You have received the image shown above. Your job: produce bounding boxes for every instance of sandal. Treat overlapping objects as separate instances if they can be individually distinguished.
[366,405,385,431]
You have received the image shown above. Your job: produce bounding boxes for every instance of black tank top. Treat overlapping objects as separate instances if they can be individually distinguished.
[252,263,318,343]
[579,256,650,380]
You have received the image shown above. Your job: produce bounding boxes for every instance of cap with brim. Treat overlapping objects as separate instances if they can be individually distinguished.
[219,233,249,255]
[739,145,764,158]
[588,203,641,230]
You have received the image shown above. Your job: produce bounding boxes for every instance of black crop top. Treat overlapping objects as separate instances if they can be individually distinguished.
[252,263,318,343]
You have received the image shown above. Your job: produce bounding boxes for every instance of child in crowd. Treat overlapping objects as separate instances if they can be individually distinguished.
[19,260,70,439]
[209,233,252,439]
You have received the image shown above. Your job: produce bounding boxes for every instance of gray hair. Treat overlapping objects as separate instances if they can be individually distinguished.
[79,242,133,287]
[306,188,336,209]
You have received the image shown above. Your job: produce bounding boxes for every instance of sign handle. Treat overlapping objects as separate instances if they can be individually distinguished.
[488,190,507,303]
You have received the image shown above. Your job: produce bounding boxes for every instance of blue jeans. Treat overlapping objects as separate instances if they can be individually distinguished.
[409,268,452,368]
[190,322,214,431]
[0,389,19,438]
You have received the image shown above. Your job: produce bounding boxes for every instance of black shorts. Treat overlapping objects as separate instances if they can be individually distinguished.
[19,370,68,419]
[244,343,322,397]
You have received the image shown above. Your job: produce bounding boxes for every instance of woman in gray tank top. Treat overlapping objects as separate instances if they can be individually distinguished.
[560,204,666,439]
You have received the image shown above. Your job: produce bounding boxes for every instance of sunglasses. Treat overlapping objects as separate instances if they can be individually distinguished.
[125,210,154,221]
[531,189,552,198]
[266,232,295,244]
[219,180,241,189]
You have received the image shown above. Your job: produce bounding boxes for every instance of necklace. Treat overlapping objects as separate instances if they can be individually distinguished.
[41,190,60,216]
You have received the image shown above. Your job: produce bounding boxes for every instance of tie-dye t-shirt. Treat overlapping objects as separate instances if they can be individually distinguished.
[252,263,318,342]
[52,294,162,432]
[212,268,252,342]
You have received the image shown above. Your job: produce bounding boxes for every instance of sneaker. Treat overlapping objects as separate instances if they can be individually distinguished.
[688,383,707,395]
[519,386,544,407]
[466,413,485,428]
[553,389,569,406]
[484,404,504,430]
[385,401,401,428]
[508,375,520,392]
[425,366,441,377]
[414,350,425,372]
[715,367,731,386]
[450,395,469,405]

######

- **Instructions for the task**: Switch "bounding boxes" to "rectangles" throughout the records and reproduce them otherwise unchanged.

- **Right answer**:
You have received the image shown above. Your job: produce rectangles for every instance of sandal. Treat overlapping objects as separate instances if they can be individually distinguished.
[366,405,385,431]
You have received the image shown above. Your job: produce rectangles for every instance of black tank top. Treat overlapping objects as separate instances if they can be individually distinguished.
[252,263,318,343]
[579,256,650,380]
You have received the image shown above. Your job: produce rectangles for every instance of cap with brim. Treat overlapping objects as separate instances if they can be individually distinguished.
[219,233,249,255]
[739,145,764,158]
[588,203,641,230]
You have received the image shown above. Your job: produce rectangles for every instance of black crop top. Treat overlapping objects as separate instances if they can be individually distinguished.
[252,263,318,343]
You have received the image shown above. Your job: produce rectangles for every instance of child in crowd. Treat overlapping objects as separate instances if they can be individually distinguished.
[19,260,70,439]
[209,233,252,439]
You have received the image shown above. Your job: produce rectangles for every instance of gray hair. Treat overlapping objects as separate instances if they can be individually distinguished.
[79,242,133,287]
[306,188,336,209]
You have received the image shown above. Your job: produce rectangles for every instance of sign handle. Treat overlapping objects as separate instances if they can be individually distinguished.
[488,190,507,303]
You have received the image shown above. Your job: produce rectangles for every instance of blue jeans. Treat overlapping objects as separate instances if they can be individually distinguished.
[409,268,452,368]
[190,322,214,431]
[0,389,19,438]
You have received the image shown above. Your job: produce rectangles for every instance of black shorts. Treat overlapping objects as separate instances if they can be individually distinguished.
[19,370,68,419]
[244,343,322,397]
You have received the image shown above. Your job: produce rectangles for every instance of woman in gray tank top. Treat overlapping objects as separate instances if they can be individually distinguished.
[560,204,666,439]
You have received the image shown above. Your job: produce rectangles for every instance of sunglasses. Treat overlapping objects as separate instances if they can be individually distinguished.
[125,210,154,221]
[531,189,552,198]
[266,232,295,244]
[219,180,241,189]
You have received the image shown above. Your job: produce rectangles for every instance of necklace. Treat overlapping objects as separate instances if they can be individually distinguished.
[41,190,60,216]
You have received the image shown above. Your job: produce rectangles for every instance of tie-dye t-shirt. Treat overlapping objects as separate instances if they can be individually distinguished.
[252,263,318,342]
[52,294,162,432]
[212,268,252,342]
You have received the image shown above. Your job: produce rectangles for every instance of sneaker. Treat overlapping objects as separate instances if they can be individually distinguished.
[688,383,707,395]
[519,386,544,407]
[466,413,485,428]
[553,389,569,406]
[484,404,504,430]
[385,401,401,428]
[508,375,520,392]
[425,366,441,377]
[414,350,425,372]
[715,367,731,386]
[450,395,469,405]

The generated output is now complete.